[Task item] Output every entry exactly as given.

#### Information ####

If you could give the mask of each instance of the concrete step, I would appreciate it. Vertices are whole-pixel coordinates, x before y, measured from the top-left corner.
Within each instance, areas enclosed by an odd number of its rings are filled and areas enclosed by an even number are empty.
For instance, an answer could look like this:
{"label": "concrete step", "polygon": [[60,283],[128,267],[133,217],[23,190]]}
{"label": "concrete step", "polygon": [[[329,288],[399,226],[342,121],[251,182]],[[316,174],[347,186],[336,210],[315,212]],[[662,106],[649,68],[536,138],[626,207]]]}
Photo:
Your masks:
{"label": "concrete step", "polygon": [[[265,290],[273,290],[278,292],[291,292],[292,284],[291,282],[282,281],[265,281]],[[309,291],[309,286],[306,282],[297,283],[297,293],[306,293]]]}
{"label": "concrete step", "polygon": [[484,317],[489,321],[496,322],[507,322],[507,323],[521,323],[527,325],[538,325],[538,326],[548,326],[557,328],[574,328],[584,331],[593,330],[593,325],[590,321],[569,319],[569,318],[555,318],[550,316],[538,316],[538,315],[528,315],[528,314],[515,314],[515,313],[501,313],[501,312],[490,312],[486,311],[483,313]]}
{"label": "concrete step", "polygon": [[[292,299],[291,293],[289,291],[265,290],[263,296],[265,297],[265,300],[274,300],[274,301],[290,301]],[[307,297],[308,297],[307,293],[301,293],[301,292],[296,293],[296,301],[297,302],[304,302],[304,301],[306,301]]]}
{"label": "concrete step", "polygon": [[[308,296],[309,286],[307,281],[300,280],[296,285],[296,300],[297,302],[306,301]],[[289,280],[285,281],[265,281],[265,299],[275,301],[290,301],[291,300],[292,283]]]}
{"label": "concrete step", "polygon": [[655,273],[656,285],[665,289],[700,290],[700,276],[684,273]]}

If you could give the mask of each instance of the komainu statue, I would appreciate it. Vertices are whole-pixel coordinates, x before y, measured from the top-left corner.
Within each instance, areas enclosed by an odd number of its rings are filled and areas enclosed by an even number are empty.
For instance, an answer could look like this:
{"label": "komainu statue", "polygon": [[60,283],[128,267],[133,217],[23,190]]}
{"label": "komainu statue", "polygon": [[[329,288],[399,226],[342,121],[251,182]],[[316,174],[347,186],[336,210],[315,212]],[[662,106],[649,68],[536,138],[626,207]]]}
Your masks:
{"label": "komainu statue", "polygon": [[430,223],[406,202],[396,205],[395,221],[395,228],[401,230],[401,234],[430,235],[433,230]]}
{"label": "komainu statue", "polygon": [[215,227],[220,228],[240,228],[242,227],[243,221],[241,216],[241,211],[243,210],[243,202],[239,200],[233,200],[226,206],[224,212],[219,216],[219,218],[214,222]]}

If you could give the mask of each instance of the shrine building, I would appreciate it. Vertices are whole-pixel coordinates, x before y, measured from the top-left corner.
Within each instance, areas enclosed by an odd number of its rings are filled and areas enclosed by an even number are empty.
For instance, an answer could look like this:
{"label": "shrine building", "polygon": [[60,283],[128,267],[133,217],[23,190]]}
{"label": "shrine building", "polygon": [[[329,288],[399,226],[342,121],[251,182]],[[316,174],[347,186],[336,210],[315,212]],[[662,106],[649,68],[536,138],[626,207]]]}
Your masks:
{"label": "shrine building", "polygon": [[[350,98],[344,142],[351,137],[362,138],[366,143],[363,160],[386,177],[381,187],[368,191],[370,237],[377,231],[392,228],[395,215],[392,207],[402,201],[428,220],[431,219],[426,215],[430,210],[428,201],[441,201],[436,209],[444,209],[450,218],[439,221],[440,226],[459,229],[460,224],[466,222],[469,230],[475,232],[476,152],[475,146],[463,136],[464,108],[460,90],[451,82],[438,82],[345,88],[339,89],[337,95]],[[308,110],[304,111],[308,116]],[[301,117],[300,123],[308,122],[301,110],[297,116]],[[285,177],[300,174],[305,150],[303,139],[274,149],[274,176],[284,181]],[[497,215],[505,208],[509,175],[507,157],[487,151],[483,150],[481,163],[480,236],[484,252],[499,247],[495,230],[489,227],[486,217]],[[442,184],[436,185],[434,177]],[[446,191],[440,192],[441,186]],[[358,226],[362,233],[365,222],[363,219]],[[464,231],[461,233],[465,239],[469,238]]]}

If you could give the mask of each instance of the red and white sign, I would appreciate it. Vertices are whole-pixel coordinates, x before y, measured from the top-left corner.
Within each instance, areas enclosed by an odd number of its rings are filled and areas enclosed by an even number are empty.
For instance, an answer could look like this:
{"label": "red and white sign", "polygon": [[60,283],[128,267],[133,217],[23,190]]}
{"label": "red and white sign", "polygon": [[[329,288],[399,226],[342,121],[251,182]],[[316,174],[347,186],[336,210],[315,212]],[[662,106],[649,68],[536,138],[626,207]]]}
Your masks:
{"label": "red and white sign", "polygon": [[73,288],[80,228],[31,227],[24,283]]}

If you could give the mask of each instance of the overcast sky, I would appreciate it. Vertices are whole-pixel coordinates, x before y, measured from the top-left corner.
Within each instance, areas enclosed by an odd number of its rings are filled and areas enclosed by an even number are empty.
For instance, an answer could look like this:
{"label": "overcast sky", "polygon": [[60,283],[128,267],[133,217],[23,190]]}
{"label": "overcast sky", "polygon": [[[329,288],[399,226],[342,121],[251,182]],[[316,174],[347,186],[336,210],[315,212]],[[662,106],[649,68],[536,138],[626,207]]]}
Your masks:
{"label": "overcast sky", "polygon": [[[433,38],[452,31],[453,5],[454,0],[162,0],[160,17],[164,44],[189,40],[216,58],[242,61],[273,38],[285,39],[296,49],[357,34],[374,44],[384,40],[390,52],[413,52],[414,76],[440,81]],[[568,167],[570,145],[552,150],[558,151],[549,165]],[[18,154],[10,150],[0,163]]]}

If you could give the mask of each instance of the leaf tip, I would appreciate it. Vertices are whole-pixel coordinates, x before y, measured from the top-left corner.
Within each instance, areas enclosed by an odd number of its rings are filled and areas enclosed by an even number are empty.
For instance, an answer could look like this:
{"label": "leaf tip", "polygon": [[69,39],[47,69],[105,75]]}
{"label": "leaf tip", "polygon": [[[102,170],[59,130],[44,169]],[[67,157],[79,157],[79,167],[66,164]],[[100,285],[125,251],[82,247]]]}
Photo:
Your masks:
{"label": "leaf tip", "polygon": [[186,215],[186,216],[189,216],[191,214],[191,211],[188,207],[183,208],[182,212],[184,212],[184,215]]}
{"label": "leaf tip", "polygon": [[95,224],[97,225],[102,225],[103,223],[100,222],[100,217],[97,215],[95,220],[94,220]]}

####

[Response to this task]
If you could give the mask of each instance of the concrete step, I would appreciate it. Vertices are whole-pixel coordinates, x before y, measured from the top-left corner.
Within each instance, areas enclosed by an odd number of its rings are filled and areas enclosed by an even number are empty.
For instance, an answer could look like this:
{"label": "concrete step", "polygon": [[60,283],[128,267],[133,217],[23,190]]}
{"label": "concrete step", "polygon": [[[329,288],[399,226],[342,121],[251,182]],[[316,174],[347,186],[336,210],[315,212]],[[662,106],[649,68],[536,138],[626,207]]]}
Photo:
Your masks:
{"label": "concrete step", "polygon": [[[265,290],[273,290],[278,292],[291,292],[292,284],[291,282],[282,281],[265,281]],[[309,291],[309,286],[306,282],[297,283],[297,293],[306,293]]]}
{"label": "concrete step", "polygon": [[484,317],[489,321],[496,322],[507,322],[507,323],[521,323],[527,325],[538,325],[538,326],[548,326],[557,328],[574,328],[584,331],[593,330],[593,325],[590,321],[569,319],[569,318],[555,318],[550,316],[538,316],[538,315],[528,315],[528,314],[515,314],[515,313],[501,313],[501,312],[490,312],[486,311],[483,313]]}
{"label": "concrete step", "polygon": [[[292,299],[291,293],[289,291],[265,290],[263,296],[265,297],[265,300],[274,300],[274,301],[290,301]],[[307,297],[308,297],[307,293],[301,293],[301,292],[296,293],[296,301],[297,302],[304,302],[304,301],[306,301]]]}
{"label": "concrete step", "polygon": [[[308,296],[309,286],[307,281],[300,280],[296,285],[296,300],[297,302],[306,301]],[[289,280],[285,281],[265,281],[265,299],[275,301],[290,301],[291,300],[292,283]]]}
{"label": "concrete step", "polygon": [[655,273],[656,285],[665,289],[700,290],[700,276],[684,273]]}

If you could give the mask of each instance of the komainu statue, I would appreciate it. Vertices are whole-pixel coordinates, x before y, measured from the top-left corner.
Within each instance, areas enclosed by an odd number of its rings are filled and areas enclosed by an even number are empty.
For instance, an answer could look like this:
{"label": "komainu statue", "polygon": [[60,283],[128,267],[133,217],[23,190]]}
{"label": "komainu statue", "polygon": [[[329,288],[399,226],[342,121],[251,182]],[[316,174],[347,186],[336,210],[315,212]],[[662,106],[649,68],[536,138],[626,207]]]}
Your masks:
{"label": "komainu statue", "polygon": [[430,223],[406,202],[396,205],[395,221],[395,228],[401,230],[401,234],[430,235],[433,230]]}
{"label": "komainu statue", "polygon": [[215,227],[220,228],[240,228],[242,227],[243,221],[241,216],[241,211],[243,210],[243,202],[239,200],[233,200],[226,206],[224,212],[219,216],[219,218],[214,222]]}

If you could give the mask of each instance of the shrine building, I would appreciate it. Vertices are whole-pixel coordinates, x before y, measured from the top-left corner.
Within each instance, areas enclosed by an odd number of its rings are filled and areas enclosed by an even number are empty.
For instance, an answer could look like this:
{"label": "shrine building", "polygon": [[60,283],[128,267],[133,217],[23,190]]}
{"label": "shrine building", "polygon": [[[329,288],[399,226],[342,121],[251,182]],[[316,174],[347,186],[336,210],[315,212]],[[662,106],[649,68],[536,138],[626,207]]]}
Your masks:
{"label": "shrine building", "polygon": [[[350,98],[344,142],[351,137],[362,138],[366,143],[363,160],[386,177],[381,187],[368,191],[370,237],[377,231],[392,228],[395,215],[392,207],[402,201],[428,220],[431,219],[426,215],[430,210],[428,201],[441,201],[436,209],[444,209],[450,218],[439,221],[440,226],[459,229],[460,224],[466,222],[469,230],[475,232],[476,152],[475,146],[463,136],[464,108],[460,90],[451,82],[438,82],[345,88],[339,89],[337,95]],[[308,110],[304,111],[308,116]],[[301,117],[300,123],[308,122],[301,110],[297,116]],[[285,177],[300,174],[305,150],[303,139],[274,149],[274,176],[284,181]],[[497,215],[505,208],[509,175],[507,157],[487,151],[483,150],[481,163],[480,236],[484,252],[499,247],[495,230],[489,227],[486,217]],[[442,184],[436,185],[434,177]],[[446,191],[440,192],[441,186]],[[358,226],[362,233],[365,222],[363,219]],[[464,231],[461,233],[465,239],[469,238]]]}

If you could give the mask of each instance of the red and white sign, I would appreciate it. Vertices are whole-pixel coordinates, x before y, measured from the top-left corner.
Within each instance, areas enclosed by an odd number of its rings are filled and areas enclosed by an even number are empty.
For instance, an answer could look like this:
{"label": "red and white sign", "polygon": [[60,283],[128,267],[133,217],[23,190]]}
{"label": "red and white sign", "polygon": [[[329,288],[399,226],[342,121],[251,182]],[[316,174],[347,186],[336,210],[315,212]],[[662,106],[649,68],[536,138],[626,207]]]}
Your masks:
{"label": "red and white sign", "polygon": [[73,288],[80,228],[31,227],[24,283]]}

If you could give the mask of each instance of the overcast sky, I would appreciate it. Vertices are whole-pixel coordinates, x before y, measured from the top-left corner.
Within each instance, areas enclosed by an odd number of its rings are filled and areas enclosed by an even number are empty.
For instance, an answer could look like this:
{"label": "overcast sky", "polygon": [[60,283],[128,267],[133,217],[23,190]]}
{"label": "overcast sky", "polygon": [[[329,288],[399,226],[342,121],[251,182]],[[316,174],[347,186],[336,210],[315,212]],[[662,106],[649,68],[536,138],[626,207]]]}
Your masks:
{"label": "overcast sky", "polygon": [[[433,38],[452,31],[453,5],[454,0],[162,0],[160,17],[164,44],[189,40],[216,58],[242,61],[273,38],[285,39],[296,49],[357,34],[374,44],[384,40],[390,52],[413,52],[414,76],[440,81]],[[568,167],[570,145],[552,150],[558,151],[549,165]],[[18,154],[10,150],[0,163]]]}

If you could give the mask of each instance of the leaf tip, I would appreciate it. Vertices are whole-pixel coordinates, x before y, measured from the top-left corner.
Within each instance, areas enclosed by an odd number of its rings are filled and areas enclosed by an even number are empty.
For instance, an answer could look like this:
{"label": "leaf tip", "polygon": [[69,39],[47,69],[105,75]]}
{"label": "leaf tip", "polygon": [[[102,170],[59,130],[44,169]],[[67,157],[79,157],[79,167],[66,164]],[[100,285],[125,251],[82,247]]]}
Photo:
Your masks:
{"label": "leaf tip", "polygon": [[186,215],[186,216],[189,216],[191,214],[191,211],[188,207],[183,208],[182,212],[184,212],[184,215]]}
{"label": "leaf tip", "polygon": [[95,224],[97,225],[102,225],[103,223],[100,222],[100,217],[97,215],[95,220],[94,220]]}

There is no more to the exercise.